* **Work instruction**: When you reach the entries, transcribe each one exactly.

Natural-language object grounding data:

________________

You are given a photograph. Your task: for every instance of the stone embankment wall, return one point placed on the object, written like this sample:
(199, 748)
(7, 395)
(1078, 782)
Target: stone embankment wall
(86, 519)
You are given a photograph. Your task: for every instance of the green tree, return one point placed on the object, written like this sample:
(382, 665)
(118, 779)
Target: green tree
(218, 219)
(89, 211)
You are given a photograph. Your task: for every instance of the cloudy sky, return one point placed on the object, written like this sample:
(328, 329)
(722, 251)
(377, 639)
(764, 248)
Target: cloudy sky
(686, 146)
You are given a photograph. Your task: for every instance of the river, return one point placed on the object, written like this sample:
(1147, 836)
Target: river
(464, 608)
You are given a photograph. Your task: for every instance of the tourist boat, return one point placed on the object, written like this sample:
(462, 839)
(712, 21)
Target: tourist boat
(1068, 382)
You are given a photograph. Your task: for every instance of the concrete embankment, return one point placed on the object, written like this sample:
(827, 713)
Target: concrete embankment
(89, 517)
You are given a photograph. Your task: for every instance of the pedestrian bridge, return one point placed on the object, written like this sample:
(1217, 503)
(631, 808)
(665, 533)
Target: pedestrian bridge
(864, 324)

________________

* **Solution to this exercise**:
You are given a photograph. Your task: for every instance of the stone embankment wall, return one point placed on the object, written like this sample:
(199, 748)
(7, 395)
(1078, 782)
Target: stone embankment wall
(86, 519)
You are given a photograph. Your task: for every instance of the green tree, return one point placed on the object, written like this sample:
(382, 665)
(118, 779)
Target: green tree
(218, 219)
(89, 211)
You are given a photograph. Your task: for every instance of the cloudy sky, return one point placed on the object, written like this sample:
(328, 329)
(722, 251)
(377, 639)
(764, 248)
Target: cloudy sky
(686, 146)
You are given a photograph. Your task: for every instance of the river, return one point placed on the object, written like this sample:
(1147, 836)
Target: river
(464, 608)
You are given a photograph. Your task: for every instance of the tourist boat, return one point placed on the object, written like this sample:
(462, 839)
(712, 21)
Target: tourist boat
(1068, 382)
You are given a photograph. Your task: for every instance of the concrete embankment, return one point placed on the object, written like this sample:
(827, 713)
Target: concrete embankment
(89, 517)
You are given a photograph. Your task: for every instance of the pedestrian bridge, return one point placed on the object, written like this sample:
(1217, 503)
(631, 808)
(665, 533)
Target: pedestrian bridge
(864, 324)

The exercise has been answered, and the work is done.